Kejagung Jangan Hanya Periksa 6 Camat
"Terkait Setoran BPHTB Pra Perda Lahir, Notaris-pun Harus Ikut Diperiksa"
KARAWANG - Mantan Camat klari dan
Pedes yang kini menjabat Kabag Perekonomian Pemkab Karawang, Drs. H.
Dede Sugiman, minta Kejagung jangan hanya memeriksa enam camat, tetapi
notaris yang membuat akta jual beli sebelum Perda lahir terkait dengan
setoran BPHTB Rp 11,9 Miliar harus juga ikut diperiksa. Pasalnya,
setoran pajak BPHTB yang bersumber dari proses jual beli tanah jauh
lebih besar para notaris, ketimbang para camat.
Menurut H. Dede Sugiman,
Rabu(11/7) di Kantor Pemkab setempat, pajak BPHTB dari para wajib pajak
yang melakukan proses jual beli tanah, dalam sebulan tidak kurang dari
Rp 30 juta. " Saya kira setelah di Kabupaten Karawang, kecamatan
dimekarkan menjadi 30 kecamatan, yang melakukan proses jual beli tanah tidak begitu banyak," ujarnya.
Menjawab pertanyaan
yang dipertanyakan jaksa di Kejagung saat diperiksa soal setoran BPHT
ditagih sebelum lahir, Dede Sugiman menjelaskan, bahwa pemeriksa
Kejagung pada dirinya mempertanyakan siapa yang menghitung jumlah pajak
yang harus dibayar para wajib pajak dan siapa yang menyuruh seorat BPHTB
tersebut disetorkan melalui bank persepsi. " Pertanyaan pemeriksa
Kejagung yang sangat mendasar hanya terkait dengan siapa yang menghitung
dan menyusuh saja," tegas H. Dede Sugiman, mantan Camat Klari dan Pedes
yang kini menjabat Kabag Ekonomi.
Dia menjelaskan,
keenam camat yang dipanggil Kejagung terkait dengan setoran BPHTB, di
antaranya, Camat Cikampek, Wawan, Camat Telagasari, Iyan, Camat
Tirtajaya, Maman, Camat Cilebar, Rochmana, dan Camat Pedes. " Mungkin
pertanyaan terhadap mereka sama seperti ditanyakan kepada saya siapa
aktor intelektual yang menyusuh menghitung pesaran pajak BPHTB yang
harus dibayar para wajib pajak dan yang mengarahkan setoran ke bank
persepsi tadi,katanya.

### DAFTAR TUGAS:
1. Menurut berita tentang setoran BPHTB, mengapa notaris juga harus ikut diperiksa Kejagung? Jelaskan dalam satu sampai tiga kalimat.
2. Tulis ulang catatan mulai dari awal hingga baris yang memuat "<point>180,164</point>", termasuk baris itu. Ganti "shot" menjadi "photo", dan jangan sertakan gambarnya.
Berita di atas tidak ada hubungannya dengan catatan yang menyertainya.

### DATA TUGAS:
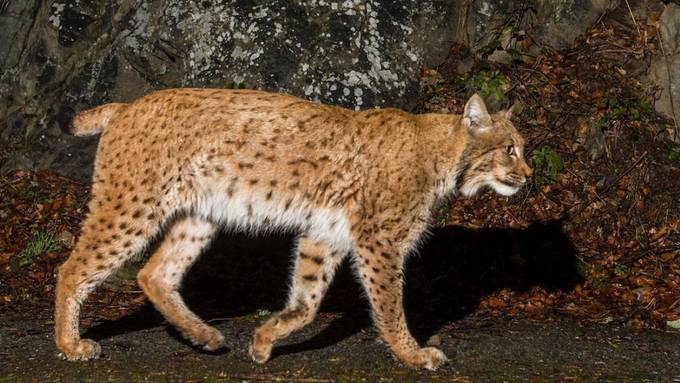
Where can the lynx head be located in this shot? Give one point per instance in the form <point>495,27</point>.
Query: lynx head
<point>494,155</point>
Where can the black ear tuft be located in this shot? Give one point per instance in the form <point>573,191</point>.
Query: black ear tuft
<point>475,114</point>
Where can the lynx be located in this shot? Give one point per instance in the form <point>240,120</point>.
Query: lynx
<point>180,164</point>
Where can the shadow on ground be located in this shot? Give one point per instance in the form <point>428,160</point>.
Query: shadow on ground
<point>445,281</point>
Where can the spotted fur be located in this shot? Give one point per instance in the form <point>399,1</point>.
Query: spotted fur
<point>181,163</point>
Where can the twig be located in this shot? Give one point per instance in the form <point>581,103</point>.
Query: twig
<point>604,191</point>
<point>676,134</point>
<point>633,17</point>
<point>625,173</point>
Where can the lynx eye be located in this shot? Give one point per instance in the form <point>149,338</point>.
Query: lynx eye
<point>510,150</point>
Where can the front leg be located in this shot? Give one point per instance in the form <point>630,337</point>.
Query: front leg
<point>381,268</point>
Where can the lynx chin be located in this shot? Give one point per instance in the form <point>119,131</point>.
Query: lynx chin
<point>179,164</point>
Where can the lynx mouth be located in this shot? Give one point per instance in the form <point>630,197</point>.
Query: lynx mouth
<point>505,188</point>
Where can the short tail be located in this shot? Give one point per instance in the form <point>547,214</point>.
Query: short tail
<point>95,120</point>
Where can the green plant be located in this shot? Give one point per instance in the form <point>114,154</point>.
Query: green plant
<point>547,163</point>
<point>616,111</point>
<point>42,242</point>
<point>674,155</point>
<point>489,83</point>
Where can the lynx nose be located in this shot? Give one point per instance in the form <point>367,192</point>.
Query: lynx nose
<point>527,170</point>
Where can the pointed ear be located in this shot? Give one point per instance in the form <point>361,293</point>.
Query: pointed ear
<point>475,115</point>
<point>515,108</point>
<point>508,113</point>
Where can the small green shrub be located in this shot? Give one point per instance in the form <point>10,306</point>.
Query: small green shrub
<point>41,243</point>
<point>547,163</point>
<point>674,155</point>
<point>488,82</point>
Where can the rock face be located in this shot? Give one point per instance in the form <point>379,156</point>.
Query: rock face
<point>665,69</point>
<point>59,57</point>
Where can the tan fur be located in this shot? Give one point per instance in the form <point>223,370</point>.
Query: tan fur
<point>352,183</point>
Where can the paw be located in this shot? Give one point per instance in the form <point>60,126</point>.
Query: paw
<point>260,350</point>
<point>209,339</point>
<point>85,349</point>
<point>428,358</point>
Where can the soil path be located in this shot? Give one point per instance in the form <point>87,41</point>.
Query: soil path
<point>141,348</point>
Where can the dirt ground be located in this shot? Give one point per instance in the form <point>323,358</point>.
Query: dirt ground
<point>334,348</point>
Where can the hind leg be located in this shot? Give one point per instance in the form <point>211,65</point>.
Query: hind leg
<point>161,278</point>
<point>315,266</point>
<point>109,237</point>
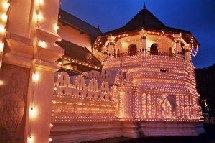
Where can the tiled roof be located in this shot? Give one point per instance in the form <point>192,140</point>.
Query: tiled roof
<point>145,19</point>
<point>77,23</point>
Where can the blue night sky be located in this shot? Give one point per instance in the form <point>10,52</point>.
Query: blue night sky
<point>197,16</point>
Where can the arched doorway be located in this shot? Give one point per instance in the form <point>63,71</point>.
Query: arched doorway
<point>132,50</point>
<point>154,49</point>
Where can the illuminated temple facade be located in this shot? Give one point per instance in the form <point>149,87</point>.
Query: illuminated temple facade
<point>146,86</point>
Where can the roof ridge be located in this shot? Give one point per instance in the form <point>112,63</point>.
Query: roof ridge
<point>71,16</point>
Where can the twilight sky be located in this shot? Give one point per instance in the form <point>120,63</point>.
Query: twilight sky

### JAWABAN TIAP TUGAS:
1. Dede Sugiman meminta Kejagung tidak hanya memeriksa enam camat, tetapi juga notaris yang membuat akta jual beli sebelum Perda lahir. Alasannya, setoran pajak BPHTB dari proses jual beli tanah jauh lebih besar melalui para notaris ketimbang melalui para camat.

2.
Where can the lynx head be located in this photo? Give one point per instance in the form <point>495,27</point>.
Query: lynx head
<point>494,155</point>
Where can the black ear tuft be located in this photo? Give one point per instance in the form <point>573,191</point>.
Query: black ear tuft
<point>475,114</point>
Where can the lynx be located in this photo? Give one point per instance in the form <point>240,120</point>.
Query: lynx
<point>180,164</point>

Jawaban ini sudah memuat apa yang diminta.